TASK LIST »
A. Reproduce the passage of the Lynda La Plante article below from "La Plante's father" up to and including "children's series Rentaghost.".
B. According to the Lynda La Plante article below, which character did she play in the BBC children's series Rentaghost?

TEXT FOR ANALYSIS »
★ ★ ★

Lynda La Plante

Lynda La Plante, CBE (born Lynda J. Titchmarsh on 15 March 1943)[1][2][3] is an English author, screenwriter and former actress, best known for writing the Prime Suspect television crime series.

La Plante's father was a salesman in Liverpool. She attended RADA and began her career as an actress, mainly on television. As Lynda Marchal, she appeared in several popular series including Z-Cars, The Sweeney, The Professionals and Bergerac. However as an actress she is perhaps best remembered as the hay-fever suffering ghost Tamara Novek in the BBC children's series Rentaghost.

Her first TV series as a scriptwriter was the ITV children's sitcom The Kids from 47A in the early 1970s. However she did not find fame until the six part robbery series Widows was produced in 1983. The plot concerned the widows of four armed robbers carrying out a heist planned by their deceased husbands.

In 1991 ITV released Prime Suspect which has now run to seven series and stars Helen Mirren as DCI Jane Tennison. (In the United States Prime Suspect airs on PBS as part of the anthology program Mystery!) In 1993 La Plante won an Edgar Award from the Mystery Writers of America for her work on the series. In 1992 she wrote a TV movie called Seekers, starring Brenda Fricker and Josette Simon, produced by Sarah Lawson.

She formed her own television production company, La Plante Productions, in 1994 and as La Plante Productions she wrote and produced the sequel to Widows, the equally gutsy She's Out (ITV, 1995). The name "La Plante" comes from her marriage to writer Richard La Plante, author of the book Mantis and Hog Fever. La Plante divorced Lynda in the early 1990s.

Her output continued with The Governor (ITV 1995-96), a series focusing on the female governor of a high security prison, and was followed by a string of ratings-pulling mini-series: Trial & Retribution (ITV 1997-), Bella Mafia (1997) (starring Vanessa Redgrave), (ITV 1998), Killer Net (Channel 4 1998) and Mind Games (ITV 2001).

Two additions to the Trial & Retribution miniseries were broadcast during 2006.

Her latest novel, Blood Line, was released in summer 2011. It is another Anna Travis novel following Above Suspicion, The Red Dahlia, Clean Cut, Deadly Intent, Silent Scream and Blind Fury.

She was appointed Commander of the Order of the British Empire (CBE) in the 2008 Birthday Honours.[4]

Controversy

In 2008, the Sydney Morning Herald reported that sections of her 1993 book Entwined appear to be plagiarized from the 1947 Olga Lengyel book Five Chimneys. The main characters in Entwined are twins who survive medical experimentation during their childhood in Auschwitz, are separated after the war, and reunited many years later. Five Chimneys is Lengyel's firsthand account of the medical experiments that she witnessed as a Jewish survivor of Auschwitz. Some of the Auschwitz scenes in Entwined appear to be very closely based on passages from Lengyel's memoir. La Plante admits this, but says that she never read Lengyel's work herself, and claims that a researcher was responsible for the paragraphs in question.[5]

In a 2010 interview with The Telegraph, La Plante complained, “If my name were Usafi Iqbadal and I was 19, then they’d probably bring me in and talk.” “But... it’s their lack of respect that really grates on me.” She went on to say, "If you were to go to the BBC and say to them, ‘Listen, Lynda La Plante’s written a new drama, or I have this little Muslim boy who's just written one’, they’d say: ‘Oh, we’d like to see his script.’”[6][7] Ben Stephenson (BBC Controller of Drama) responded, "She has one piece at the moment, and one that we paid fully for the script development. She wrote the script but ultimately we decided we didn't share the vision for that project so we parted. So she absolutely got in the door."[6][8]

★ ★ ★

EXERCISE DATA »
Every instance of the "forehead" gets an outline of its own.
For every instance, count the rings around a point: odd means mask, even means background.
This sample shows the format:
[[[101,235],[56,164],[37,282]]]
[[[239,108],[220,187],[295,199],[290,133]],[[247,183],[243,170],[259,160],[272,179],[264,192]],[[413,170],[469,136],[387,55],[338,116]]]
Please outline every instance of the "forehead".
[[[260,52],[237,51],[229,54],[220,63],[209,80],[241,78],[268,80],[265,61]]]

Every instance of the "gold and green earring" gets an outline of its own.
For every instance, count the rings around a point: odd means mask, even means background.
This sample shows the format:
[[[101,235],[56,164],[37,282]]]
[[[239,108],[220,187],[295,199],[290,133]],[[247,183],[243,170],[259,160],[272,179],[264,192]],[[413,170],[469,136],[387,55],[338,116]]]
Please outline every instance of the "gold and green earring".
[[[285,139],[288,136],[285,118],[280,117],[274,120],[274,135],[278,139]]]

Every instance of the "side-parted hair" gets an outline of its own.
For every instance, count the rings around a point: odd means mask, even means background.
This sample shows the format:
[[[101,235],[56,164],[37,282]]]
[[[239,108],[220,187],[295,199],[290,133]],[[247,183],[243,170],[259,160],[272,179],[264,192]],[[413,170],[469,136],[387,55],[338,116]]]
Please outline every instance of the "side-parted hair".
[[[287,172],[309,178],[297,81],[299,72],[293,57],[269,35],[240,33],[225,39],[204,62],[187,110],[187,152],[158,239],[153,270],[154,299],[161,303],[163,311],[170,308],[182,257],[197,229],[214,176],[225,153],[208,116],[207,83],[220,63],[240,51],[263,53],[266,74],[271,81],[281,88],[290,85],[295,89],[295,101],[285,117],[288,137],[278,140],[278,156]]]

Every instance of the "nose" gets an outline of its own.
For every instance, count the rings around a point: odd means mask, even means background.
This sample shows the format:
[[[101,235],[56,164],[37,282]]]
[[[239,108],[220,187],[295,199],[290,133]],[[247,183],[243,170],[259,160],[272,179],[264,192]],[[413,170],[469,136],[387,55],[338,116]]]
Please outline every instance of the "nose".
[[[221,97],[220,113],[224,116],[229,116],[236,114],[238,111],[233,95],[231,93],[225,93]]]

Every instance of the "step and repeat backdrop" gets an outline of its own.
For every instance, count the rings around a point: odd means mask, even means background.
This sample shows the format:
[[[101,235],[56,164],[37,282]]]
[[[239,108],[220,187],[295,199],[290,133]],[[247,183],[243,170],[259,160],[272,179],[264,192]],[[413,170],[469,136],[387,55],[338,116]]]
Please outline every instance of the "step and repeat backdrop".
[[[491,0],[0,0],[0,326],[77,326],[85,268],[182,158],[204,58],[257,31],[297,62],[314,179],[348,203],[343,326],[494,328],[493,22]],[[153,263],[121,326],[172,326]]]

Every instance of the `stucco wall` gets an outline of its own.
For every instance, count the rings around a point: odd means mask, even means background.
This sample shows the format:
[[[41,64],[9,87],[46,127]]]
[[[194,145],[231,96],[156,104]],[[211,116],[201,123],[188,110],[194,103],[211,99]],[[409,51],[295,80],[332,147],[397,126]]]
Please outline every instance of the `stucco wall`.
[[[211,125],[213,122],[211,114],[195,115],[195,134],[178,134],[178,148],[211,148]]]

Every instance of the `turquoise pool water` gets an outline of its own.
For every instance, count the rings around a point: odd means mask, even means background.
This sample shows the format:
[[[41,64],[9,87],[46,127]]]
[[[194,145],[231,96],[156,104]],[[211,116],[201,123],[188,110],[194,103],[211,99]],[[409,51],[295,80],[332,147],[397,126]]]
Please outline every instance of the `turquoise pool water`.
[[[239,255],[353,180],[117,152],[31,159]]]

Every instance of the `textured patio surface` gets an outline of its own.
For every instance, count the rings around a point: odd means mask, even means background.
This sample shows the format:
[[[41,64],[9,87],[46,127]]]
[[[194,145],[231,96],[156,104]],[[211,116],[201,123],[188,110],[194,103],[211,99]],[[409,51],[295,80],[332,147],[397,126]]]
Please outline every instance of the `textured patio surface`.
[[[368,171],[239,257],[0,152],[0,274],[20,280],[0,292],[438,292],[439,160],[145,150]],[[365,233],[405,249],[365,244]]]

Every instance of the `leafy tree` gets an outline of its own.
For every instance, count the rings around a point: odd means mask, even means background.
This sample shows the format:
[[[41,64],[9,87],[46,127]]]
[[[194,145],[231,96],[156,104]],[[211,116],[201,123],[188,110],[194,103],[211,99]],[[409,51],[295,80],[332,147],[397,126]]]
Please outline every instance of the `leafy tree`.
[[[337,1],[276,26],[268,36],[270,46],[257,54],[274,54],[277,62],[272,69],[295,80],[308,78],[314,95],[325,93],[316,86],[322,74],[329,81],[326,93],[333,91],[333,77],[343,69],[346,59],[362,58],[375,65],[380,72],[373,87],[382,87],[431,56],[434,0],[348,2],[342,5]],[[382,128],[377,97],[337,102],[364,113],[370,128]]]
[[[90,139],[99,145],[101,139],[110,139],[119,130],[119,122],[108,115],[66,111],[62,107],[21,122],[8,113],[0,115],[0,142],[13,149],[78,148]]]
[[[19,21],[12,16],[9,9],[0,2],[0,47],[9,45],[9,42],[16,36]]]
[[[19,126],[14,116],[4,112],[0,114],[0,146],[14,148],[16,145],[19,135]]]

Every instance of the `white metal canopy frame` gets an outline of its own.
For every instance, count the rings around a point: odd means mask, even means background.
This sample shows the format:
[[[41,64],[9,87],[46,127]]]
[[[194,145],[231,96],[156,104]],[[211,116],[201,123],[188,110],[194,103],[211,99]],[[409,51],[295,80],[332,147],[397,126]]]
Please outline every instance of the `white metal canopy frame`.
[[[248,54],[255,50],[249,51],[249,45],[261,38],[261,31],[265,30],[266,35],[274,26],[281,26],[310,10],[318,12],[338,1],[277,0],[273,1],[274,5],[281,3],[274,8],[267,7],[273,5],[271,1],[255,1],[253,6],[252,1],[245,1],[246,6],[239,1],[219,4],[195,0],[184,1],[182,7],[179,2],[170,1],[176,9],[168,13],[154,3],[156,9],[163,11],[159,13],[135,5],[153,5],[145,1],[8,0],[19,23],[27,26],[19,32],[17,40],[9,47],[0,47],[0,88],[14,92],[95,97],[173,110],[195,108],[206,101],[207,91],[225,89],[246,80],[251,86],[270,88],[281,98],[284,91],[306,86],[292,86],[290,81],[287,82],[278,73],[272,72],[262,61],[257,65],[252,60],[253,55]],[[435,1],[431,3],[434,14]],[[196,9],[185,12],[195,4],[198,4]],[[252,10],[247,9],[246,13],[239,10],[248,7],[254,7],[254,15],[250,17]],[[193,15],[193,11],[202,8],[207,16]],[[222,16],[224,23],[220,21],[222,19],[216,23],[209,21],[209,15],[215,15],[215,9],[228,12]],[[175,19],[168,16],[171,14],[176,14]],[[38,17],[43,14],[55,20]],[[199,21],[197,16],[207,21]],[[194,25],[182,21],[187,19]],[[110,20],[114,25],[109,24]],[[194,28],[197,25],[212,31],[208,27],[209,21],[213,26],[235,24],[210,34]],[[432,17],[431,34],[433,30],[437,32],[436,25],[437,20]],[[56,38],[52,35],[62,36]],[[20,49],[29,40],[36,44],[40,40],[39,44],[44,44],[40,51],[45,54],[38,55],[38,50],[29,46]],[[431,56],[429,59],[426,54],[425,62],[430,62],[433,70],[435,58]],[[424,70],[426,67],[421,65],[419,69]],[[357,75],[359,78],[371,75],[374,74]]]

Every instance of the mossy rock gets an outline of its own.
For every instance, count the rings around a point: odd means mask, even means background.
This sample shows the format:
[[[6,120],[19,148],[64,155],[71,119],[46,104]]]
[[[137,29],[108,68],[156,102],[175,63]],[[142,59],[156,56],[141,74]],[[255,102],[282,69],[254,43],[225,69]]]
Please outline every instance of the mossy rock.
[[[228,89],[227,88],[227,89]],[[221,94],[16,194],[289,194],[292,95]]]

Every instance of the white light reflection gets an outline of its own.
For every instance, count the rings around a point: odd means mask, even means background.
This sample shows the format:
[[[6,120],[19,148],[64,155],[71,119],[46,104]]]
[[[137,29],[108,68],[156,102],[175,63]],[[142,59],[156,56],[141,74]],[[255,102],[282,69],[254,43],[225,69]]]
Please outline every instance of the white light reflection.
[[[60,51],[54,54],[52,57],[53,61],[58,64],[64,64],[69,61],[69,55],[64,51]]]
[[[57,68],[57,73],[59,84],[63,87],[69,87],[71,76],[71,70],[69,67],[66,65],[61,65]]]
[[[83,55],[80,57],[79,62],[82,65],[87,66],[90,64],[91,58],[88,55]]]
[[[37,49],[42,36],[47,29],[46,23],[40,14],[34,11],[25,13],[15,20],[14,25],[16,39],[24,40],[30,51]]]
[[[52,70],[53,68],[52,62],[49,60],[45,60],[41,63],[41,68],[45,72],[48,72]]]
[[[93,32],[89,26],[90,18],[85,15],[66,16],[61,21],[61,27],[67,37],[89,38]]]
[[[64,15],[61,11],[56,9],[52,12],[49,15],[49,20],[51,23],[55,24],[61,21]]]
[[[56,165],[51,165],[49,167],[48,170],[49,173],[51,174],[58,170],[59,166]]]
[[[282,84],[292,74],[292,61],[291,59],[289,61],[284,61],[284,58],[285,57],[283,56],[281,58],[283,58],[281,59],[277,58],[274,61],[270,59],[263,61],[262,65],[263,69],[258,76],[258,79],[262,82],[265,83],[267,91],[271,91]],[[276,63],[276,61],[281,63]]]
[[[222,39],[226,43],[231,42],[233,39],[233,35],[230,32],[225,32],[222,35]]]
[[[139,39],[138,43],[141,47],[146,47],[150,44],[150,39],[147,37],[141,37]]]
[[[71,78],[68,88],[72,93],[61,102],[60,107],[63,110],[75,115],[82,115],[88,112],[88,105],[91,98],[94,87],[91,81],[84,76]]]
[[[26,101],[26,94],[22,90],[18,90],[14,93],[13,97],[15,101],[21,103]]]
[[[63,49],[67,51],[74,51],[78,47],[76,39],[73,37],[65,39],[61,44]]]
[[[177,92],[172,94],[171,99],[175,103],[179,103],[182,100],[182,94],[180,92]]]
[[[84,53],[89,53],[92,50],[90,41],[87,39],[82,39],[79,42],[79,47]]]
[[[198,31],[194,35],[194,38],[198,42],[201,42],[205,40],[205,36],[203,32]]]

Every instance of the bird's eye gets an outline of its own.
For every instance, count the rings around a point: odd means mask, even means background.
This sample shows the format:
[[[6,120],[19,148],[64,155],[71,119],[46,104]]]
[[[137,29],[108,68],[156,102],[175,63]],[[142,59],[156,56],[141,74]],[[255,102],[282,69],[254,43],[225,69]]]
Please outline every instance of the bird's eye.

★ ★ ★

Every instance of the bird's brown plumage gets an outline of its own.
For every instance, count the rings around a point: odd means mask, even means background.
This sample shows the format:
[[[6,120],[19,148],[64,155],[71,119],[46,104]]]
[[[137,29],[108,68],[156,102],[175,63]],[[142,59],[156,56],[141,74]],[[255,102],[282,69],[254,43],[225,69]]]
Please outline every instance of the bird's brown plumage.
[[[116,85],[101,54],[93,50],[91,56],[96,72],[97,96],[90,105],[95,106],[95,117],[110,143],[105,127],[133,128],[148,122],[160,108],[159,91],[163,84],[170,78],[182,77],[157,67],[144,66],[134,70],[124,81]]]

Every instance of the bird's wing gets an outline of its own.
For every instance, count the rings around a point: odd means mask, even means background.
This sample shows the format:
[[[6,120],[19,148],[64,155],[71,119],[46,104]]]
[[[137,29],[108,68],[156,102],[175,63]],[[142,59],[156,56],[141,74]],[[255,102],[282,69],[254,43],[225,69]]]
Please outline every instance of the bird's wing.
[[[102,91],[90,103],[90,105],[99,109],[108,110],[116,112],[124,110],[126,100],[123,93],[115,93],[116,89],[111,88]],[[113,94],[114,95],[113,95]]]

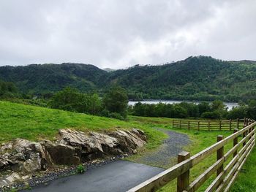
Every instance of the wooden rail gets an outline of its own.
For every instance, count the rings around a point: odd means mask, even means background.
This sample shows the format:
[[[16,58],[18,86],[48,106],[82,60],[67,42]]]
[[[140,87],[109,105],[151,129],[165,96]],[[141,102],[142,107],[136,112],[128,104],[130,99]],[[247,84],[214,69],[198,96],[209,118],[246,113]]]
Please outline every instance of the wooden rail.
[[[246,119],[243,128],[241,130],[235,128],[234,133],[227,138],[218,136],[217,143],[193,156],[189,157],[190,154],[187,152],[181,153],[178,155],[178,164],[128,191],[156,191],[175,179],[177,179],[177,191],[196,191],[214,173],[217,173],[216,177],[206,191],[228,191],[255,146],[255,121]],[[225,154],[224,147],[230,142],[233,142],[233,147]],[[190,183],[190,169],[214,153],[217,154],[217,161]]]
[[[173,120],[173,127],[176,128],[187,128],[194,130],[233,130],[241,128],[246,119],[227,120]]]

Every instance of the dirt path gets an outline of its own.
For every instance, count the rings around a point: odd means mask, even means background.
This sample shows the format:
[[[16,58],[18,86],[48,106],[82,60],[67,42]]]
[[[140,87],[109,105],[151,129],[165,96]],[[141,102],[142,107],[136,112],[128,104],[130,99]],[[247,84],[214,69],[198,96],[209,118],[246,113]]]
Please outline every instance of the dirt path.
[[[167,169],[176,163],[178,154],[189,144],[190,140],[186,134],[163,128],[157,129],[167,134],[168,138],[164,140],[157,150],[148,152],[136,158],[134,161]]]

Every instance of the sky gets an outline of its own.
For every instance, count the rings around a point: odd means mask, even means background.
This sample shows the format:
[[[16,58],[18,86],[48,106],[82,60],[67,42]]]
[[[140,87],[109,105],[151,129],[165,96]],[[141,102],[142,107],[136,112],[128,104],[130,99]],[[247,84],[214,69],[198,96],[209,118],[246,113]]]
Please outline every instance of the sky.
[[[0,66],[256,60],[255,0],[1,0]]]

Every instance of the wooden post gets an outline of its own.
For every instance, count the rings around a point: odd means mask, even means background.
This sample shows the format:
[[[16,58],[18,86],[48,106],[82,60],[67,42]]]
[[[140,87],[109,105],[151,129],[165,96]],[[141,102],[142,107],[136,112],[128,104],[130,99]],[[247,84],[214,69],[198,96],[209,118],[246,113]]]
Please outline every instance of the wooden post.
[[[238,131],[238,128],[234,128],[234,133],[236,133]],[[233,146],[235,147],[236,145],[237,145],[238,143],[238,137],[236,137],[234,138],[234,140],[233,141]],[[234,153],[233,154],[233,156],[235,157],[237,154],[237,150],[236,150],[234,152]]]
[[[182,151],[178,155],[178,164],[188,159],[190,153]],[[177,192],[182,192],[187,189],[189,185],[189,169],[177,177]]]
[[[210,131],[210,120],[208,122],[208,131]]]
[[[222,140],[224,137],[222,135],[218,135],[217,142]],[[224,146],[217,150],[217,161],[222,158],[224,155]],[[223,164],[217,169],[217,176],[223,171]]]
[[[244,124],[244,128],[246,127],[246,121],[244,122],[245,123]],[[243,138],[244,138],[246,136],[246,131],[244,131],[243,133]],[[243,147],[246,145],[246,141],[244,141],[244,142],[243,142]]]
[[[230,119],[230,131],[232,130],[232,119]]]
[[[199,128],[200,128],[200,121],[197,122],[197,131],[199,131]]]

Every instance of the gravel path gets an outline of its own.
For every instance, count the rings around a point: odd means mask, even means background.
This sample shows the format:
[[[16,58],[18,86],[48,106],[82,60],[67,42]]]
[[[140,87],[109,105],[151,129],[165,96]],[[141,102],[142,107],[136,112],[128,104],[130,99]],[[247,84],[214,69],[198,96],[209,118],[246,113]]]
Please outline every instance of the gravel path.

★ ★ ★

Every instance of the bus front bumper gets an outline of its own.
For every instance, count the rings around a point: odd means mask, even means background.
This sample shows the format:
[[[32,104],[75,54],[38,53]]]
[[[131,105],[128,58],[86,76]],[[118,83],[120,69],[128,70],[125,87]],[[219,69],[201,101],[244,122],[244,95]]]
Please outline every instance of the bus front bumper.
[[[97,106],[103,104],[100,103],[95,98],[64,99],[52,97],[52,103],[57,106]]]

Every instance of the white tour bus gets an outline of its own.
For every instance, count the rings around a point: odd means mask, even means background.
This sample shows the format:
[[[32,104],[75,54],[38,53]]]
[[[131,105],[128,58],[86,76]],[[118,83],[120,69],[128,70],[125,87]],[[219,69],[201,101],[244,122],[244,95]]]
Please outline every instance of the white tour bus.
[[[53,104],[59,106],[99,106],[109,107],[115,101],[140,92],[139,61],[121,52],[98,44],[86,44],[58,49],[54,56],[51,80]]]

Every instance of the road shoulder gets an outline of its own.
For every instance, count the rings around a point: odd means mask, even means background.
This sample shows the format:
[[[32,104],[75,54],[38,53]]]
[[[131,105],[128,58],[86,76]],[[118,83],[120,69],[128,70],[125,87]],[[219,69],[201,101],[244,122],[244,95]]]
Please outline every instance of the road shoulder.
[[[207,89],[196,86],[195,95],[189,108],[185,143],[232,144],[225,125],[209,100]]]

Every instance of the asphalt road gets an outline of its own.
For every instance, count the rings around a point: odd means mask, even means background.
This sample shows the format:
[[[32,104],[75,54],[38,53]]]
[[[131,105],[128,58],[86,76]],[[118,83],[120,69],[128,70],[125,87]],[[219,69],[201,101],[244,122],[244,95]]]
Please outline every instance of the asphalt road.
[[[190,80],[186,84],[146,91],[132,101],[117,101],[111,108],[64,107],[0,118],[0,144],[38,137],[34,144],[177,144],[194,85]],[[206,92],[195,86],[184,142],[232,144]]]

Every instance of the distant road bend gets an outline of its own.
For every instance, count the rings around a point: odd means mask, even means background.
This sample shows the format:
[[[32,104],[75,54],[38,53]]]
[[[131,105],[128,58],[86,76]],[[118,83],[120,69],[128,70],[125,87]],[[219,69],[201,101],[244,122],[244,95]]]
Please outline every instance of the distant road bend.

★ ★ ★

ANSWERS FOR THIS EXERCISE »
A.
La Plante's father was a salesman in Liverpool. She attended RADA and began her career as an actress, mainly on television. As Lynda Marchal, she appeared in several popular series including Z-Cars, The Sweeney, The Professionals and Bergerac. However as an actress she is perhaps best remembered as the hay-fever suffering ghost Tamara Novek in the BBC children's series Rentaghost.

B. The hay-fever suffering ghost Tamara Novek.